• [Pasaje dado]
En entrevistas posteriores la memoria de Ignacio traía multitud de sucesos relacionados con los antediluvianos viajes: “Cuando aterrizábamos después de un viaje peligroso, el General Querejeta (presidente de la Federación) gritaba ¡Arriba España! Entonces Gómez y Lozano cantaban el himno de Infantería y el general le decía al entrenador “Esos dos que no falten. Hay que dar espíritu al equipo”. Su amigo Arturo Imedio le metía el miedo en el cuerpo antes de subirse al avión: “Llegamos a las 8 a Barcelona o nos vemos a las 7 con San Pedro”. Las comidas, tan exiguas por entonces, también tenían lo suyo: “Cuando nos ponían solomillo siempre había falsas llamadas de teléfono. A la vuelta el protagonista se encontraba el plato vacío, con lo que optamos por escupir encima cuando nos reclamaban”.

• [Registros listados]
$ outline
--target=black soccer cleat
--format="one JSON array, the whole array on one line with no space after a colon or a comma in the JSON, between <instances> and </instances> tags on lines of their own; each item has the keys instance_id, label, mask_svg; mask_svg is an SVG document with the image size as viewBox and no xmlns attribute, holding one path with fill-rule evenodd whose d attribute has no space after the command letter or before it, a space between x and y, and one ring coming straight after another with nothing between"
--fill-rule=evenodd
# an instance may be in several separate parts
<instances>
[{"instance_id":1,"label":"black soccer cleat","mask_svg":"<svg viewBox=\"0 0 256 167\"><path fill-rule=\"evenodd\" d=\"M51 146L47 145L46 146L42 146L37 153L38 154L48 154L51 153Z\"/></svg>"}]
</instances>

• [Tareas a realizar]
1. Según el pasaje sobre los viajes de Ignacio, ¿qué cargo ocupaba el General Querejeta?
2. Prosigue el pasaje sobre los viajes de Ignacio a partir de su última oración.

• [Respuestas en orden]
1. Era presidente de la Federación.

2.
Entrenador del Real Madrid
Convencido por Don Raimundo (Pinedo era el único que le tuteaba), colgó las botas para en la temporada 55-56 dedicarse en exclusiva a la dirección técnica del equipo y vivir y ganar una de las finales de Copa más polémicas de la historia, pues con tanteo 53-54 favorable al Aismalíbar barcelonés los árbitros pitaron una clara falta a Riera que a todas luces pareció fuera de tiempo. Cuando Máximo Arnaiz, delegado madridista, se dirigió a la mesa de anotación para intentar manipular el cronómetro, Kucharski se abalanzó sobre él y le sacudió un puñetazo. Se lió la marimorena, Alcántara sólo convirtió uno de los dos tiros libres que llevaron el encuentro a la prórroga dónde se impusieron con claridad los merengues ante un rival ya muy mermado.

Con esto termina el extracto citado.